━━━ SOURCE DATA

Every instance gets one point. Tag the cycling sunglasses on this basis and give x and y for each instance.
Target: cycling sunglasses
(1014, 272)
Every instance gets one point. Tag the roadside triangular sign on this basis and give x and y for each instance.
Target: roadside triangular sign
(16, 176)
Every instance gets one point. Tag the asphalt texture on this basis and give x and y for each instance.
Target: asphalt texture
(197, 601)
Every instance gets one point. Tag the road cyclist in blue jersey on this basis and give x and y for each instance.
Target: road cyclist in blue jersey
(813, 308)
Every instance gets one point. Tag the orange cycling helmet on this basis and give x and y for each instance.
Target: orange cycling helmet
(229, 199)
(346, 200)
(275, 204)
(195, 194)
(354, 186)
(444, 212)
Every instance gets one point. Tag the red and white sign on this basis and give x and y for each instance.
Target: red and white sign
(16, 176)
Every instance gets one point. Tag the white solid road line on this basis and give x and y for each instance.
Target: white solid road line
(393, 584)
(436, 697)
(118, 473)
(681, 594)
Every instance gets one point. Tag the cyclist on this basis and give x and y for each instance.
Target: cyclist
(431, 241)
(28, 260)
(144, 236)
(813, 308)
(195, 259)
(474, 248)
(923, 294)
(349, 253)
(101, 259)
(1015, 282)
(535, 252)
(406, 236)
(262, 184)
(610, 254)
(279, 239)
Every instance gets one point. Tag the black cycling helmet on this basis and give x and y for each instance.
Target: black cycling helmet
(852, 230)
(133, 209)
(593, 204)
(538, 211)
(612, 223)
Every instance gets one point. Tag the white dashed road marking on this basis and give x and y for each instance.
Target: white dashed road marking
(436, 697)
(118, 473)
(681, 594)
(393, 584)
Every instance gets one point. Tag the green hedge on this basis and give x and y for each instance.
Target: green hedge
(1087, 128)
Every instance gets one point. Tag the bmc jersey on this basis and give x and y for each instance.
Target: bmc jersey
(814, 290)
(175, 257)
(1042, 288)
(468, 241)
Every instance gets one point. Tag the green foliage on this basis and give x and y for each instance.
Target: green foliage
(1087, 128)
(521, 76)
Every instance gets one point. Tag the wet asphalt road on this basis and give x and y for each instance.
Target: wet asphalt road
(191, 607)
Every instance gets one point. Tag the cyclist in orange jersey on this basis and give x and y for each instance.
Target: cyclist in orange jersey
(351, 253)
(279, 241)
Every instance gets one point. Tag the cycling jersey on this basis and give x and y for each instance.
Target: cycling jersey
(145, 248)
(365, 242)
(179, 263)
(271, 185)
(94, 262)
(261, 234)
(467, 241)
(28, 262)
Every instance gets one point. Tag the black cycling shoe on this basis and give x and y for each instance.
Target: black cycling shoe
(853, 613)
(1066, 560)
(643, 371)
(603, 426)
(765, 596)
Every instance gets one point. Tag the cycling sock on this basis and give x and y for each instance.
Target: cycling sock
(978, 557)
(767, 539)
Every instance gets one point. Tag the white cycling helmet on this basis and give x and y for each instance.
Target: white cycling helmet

━━━━━━

| WORK ITEM |
Out of the entries above, write out only the lines between the line holding "Target: cycling sunglasses" and the line holding "Every instance gets one point. Tag the cyclist on", inclusive, each exactly as given.

| RESULT |
Target: cycling sunglasses
(1014, 272)
Every instance gets one point. Tag the roadside triangular sign on this basis and give x and y for each instance.
Target: roadside triangular sign
(16, 176)
Every instance gets one point. Tag the asphalt texture on this basis and give x and y for each instance.
Target: asphalt texture
(197, 601)
Every instance gets one point. Tag the road cyclist in blue jersey on this basis and give x and y for each instance.
Target: road cyclist in blue jersey
(813, 308)
Every instance gets one point. Tag the orange cycling helmet on this basis and give x and y for each instance.
Target: orange cycling helmet
(229, 199)
(346, 200)
(275, 204)
(195, 194)
(354, 186)
(444, 212)
Every instance gets one point. Tag the red and white sign on this basis and give x and y for each instance.
Target: red and white sign
(16, 176)
Every instance gets one point. Tag the white solid road line on this basis and give x and y for each instance.
Target: white solid road line
(393, 584)
(436, 697)
(118, 473)
(681, 594)
Every instance gets one point. Tag the cyclist on this basis and give x and y for each instance.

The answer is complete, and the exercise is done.